# START OF Given records

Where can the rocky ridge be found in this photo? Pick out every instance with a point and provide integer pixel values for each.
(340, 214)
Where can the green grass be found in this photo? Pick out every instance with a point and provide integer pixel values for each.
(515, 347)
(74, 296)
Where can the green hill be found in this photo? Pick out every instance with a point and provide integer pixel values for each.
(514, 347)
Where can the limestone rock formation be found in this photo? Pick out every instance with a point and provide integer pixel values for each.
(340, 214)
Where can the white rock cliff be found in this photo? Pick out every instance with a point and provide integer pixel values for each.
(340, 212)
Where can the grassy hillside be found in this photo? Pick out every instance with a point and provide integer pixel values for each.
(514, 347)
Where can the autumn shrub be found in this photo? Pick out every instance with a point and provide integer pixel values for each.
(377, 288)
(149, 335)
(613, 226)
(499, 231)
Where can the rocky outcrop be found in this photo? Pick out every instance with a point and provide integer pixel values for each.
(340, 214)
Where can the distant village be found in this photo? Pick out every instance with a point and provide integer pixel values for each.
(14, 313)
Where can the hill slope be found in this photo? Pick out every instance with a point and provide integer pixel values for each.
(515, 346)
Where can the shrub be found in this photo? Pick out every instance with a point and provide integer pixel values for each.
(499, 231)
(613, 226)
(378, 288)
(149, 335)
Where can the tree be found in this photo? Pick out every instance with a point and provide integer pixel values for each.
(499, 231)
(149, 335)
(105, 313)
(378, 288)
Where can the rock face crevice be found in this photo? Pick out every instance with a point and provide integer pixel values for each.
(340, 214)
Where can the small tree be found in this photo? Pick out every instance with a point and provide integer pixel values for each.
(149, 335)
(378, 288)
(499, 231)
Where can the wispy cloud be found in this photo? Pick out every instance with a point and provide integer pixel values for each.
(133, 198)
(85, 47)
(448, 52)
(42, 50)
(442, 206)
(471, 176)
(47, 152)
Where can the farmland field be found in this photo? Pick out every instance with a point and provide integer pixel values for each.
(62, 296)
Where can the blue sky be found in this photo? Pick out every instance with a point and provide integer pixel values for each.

# END OF Given records

Send back exactly the lines from the line with "Where can the shrub" through the end of the records.

Where can the shrub be found in this photo? Pick out every instance with a point and provide integer pixel values for each.
(499, 231)
(613, 226)
(378, 288)
(149, 335)
Where can the tree be found in this photo? Pick out every instance with a point and provide integer pixel values for each.
(499, 231)
(149, 335)
(105, 313)
(378, 288)
Where can the rock face crevice be found in this photo? Pick out every instance with a point and provide integer pixel values for each.
(340, 214)
Where can the small tree be found in this photo? Pick out every instance with a point and provide integer pixel values for each.
(149, 335)
(378, 288)
(499, 231)
Where can the wispy cloud be found in this photo? Pick out every instance with a point and provide integer pixel values for each.
(133, 198)
(85, 47)
(448, 52)
(42, 50)
(442, 206)
(471, 176)
(47, 152)
Where can the farmland field be found in this photo? Pick out every instance with a point and provide integer pixel values for each.
(62, 296)
Where can the blue sky be found in this photo? Pick out every instance with a point and provide integer pixel values for each.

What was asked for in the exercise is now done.